### ЗАДАНИЕ 1
Перепишите из фрагмента о Чехословакии и Румынии отрывок между словами «Таким образом, когда» и «за свою судьбу.» включительно.
### ЗАДАНИЕ 2
До какого возраста, согласно фрагменту о Чехословакии и Румынии, был снижен минимальный брачный возраст для женщин в Румынии в 1984 году?
### ЗАДАНИЕ 3
Определите, соответствуют ли фрагменту о Чехословакии и Румынии следующие утверждения. Для каждого ответьте «да» или «нет» и приведите точную цитату, на которой основан ответ.
(a) Румыния участвовала во вторжении в Чехословакию в 1968 году.
(b) Забастовки в шахтерской долине Жиу произошли в августе 1977 года.
(c) В 1986 году возрастной барьер для запрета абортов в Румынии был повышен до сорока пяти лет.

### ФРАГМЕНТ ДОКУМЕНТА
-.-.-
Таким образом, когда в ноябре 1989 года сам народ наконец взял инициативу в свои руки, последовавшая бархатная революция казалась слишком хорошей, чтобы быть правдой. Отсюда разговоры о полицейских заговорах и сфабрикованных кризисах, как будто в чехословацком обществе было так мало уверенности в себе, что даже инициатива уничтожить коммунизм должна быть, исходила от самих коммунистов. Такой скептицизм был почти наверняка неуместен — все доказательства, которые с тех пор появились, свидетельствуют о том, что 17 ноября чешская полиция безопасности просто зашла слишком далеко. Не было никакого «заговора», чтобы заставить правящую клику действовать. В 1989 году народ Чехословакии действительно взял на себя ответственность за свою судьбу.
Другое дело — румынский случай. Кажется очевидным, что в декабре 1989 года одна из фракций в правящей Румынской рабочей партии действительно решила, что ее лучший шанс на выживание заключается в насильственном устранении правящего клана Николае Чаушеску. Румыния была нетипичным коммунистическим государством. Если Чехословакия была самой западной из коммунистических стран-сателлитов, то Румыния была самой «восточной». При Чаушеску коммунизм выродился из национальной версии ленинизма в своего рода неосталинистскую сатрапию, где византийские уровни кумовства и неэффективности поддерживались щупальцами тайной полиции.
По сравнению с жестокой диктатурой Дежа пятидесятых годов, режим Чаушеску довольно ограничено прибегал к открытому насилию; но редкие намеки на общественные протесты — забастовки в шахтерской долине Жиу в августе 1977 года, например, или спустя десятилетие на тракторном заводе «Красная Звезда» в Брашове — были жестоко и эффективно подавлены. Более того, Чаушеску мог надеяться не только на то, что население запугано, но и на удивление сдержанную реакцию на его действия из-за рубежа: через восемь месяцев после заключения забастовщиков долины Жиу (и казни их лидеров) румынский диктатор улетел с визитом в США по приглашению президента Джимми Картера. Дистанцировавшись от Москвы (вспомним, как Румыния в 1968 году воздержалась от вторжения в Чехословакию), Чаушеску заработал себе свободу для маневра и даже международное одобрение, особенно на первых этапах «новой» холодной войны» 1980-х годов. Поскольку румынский лидер охотно критиковал русских (и отправлял своих гимнастов на Олимпиаду в Лос-Анджелесе), американцы и другие не обращали внимания на преступления, которые он совершал в своей стране.[431]
Румыны, однако, заплатили ужасную цену за привилегированный статус Чаушеску. В 1966 году, чтобы увеличить численность населения — традиционная «румыномания», — он запретил аборты женщинам в возрасте до сорока лет с менее чем четырьмя детьми (в 1986 году возрастной барьер был повышен до сорока пяти лет). В 1984 году минимальный брачный возраст для женщин был снижен до пятнадцати лет. Были введены обязательные ежемесячные медицинские осмотры для всех женщин детородного возраста, чтобы предотвратить аборты, которые если и разрешались, то только в присутствии представителя партии. Врачам тех районов, где рождаемость падала, урезали зарплаты.
-.-.-
### ПРЕДОСТАВЛЕННЫЕ СТРОКИ
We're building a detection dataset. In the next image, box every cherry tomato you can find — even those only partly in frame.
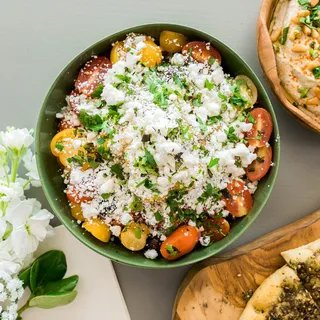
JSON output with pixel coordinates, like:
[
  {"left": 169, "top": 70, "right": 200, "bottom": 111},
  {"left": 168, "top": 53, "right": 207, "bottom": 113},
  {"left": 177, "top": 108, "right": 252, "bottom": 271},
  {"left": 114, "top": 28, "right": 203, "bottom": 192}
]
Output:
[
  {"left": 246, "top": 108, "right": 273, "bottom": 148},
  {"left": 75, "top": 57, "right": 111, "bottom": 96},
  {"left": 224, "top": 180, "right": 253, "bottom": 217},
  {"left": 140, "top": 38, "right": 162, "bottom": 68},
  {"left": 201, "top": 217, "right": 230, "bottom": 242},
  {"left": 160, "top": 225, "right": 200, "bottom": 260},
  {"left": 182, "top": 41, "right": 222, "bottom": 63},
  {"left": 160, "top": 30, "right": 187, "bottom": 53},
  {"left": 66, "top": 184, "right": 93, "bottom": 203},
  {"left": 246, "top": 146, "right": 272, "bottom": 181},
  {"left": 82, "top": 218, "right": 111, "bottom": 242}
]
-.-.-
### ПИСЬМЕННЫЙ ОТВЕТ 1
Таким образом, когда в ноябре 1989 года сам народ наконец взял инициативу в свои руки, последовавшая бархатная революция казалась слишком хорошей, чтобы быть правдой. Отсюда разговоры о полицейских заговорах и сфабрикованных кризисах, как будто в чехословацком обществе было так мало уверенности в себе, что даже инициатива уничтожить коммунизм должна быть, исходила от самих коммунистов. Такой скептицизм был почти наверняка неуместен — все доказательства, которые с тех пор появились, свидетельствуют о том, что 17 ноября чешская полиция безопасности просто зашла слишком далеко. Не было никакого «заговора», чтобы заставить правящую клику действовать. В 1989 году народ Чехословакии действительно взял на себя ответственность за свою судьбу.

### ПИСЬМЕННЫЙ ОТВЕТ 2
До пятнадцати лет.

### ПИСЬМЕННЫЙ ОТВЕТ 3
(a) Нет: «Румыния в 1968 году воздержалась от вторжения в Чехословакию».
(b) Да: «забастовки в шахтерской долине Жиу в августе 1977 года».
(c) Да: «в 1986 году возрастной барьер был повышен до сорока пяти лет».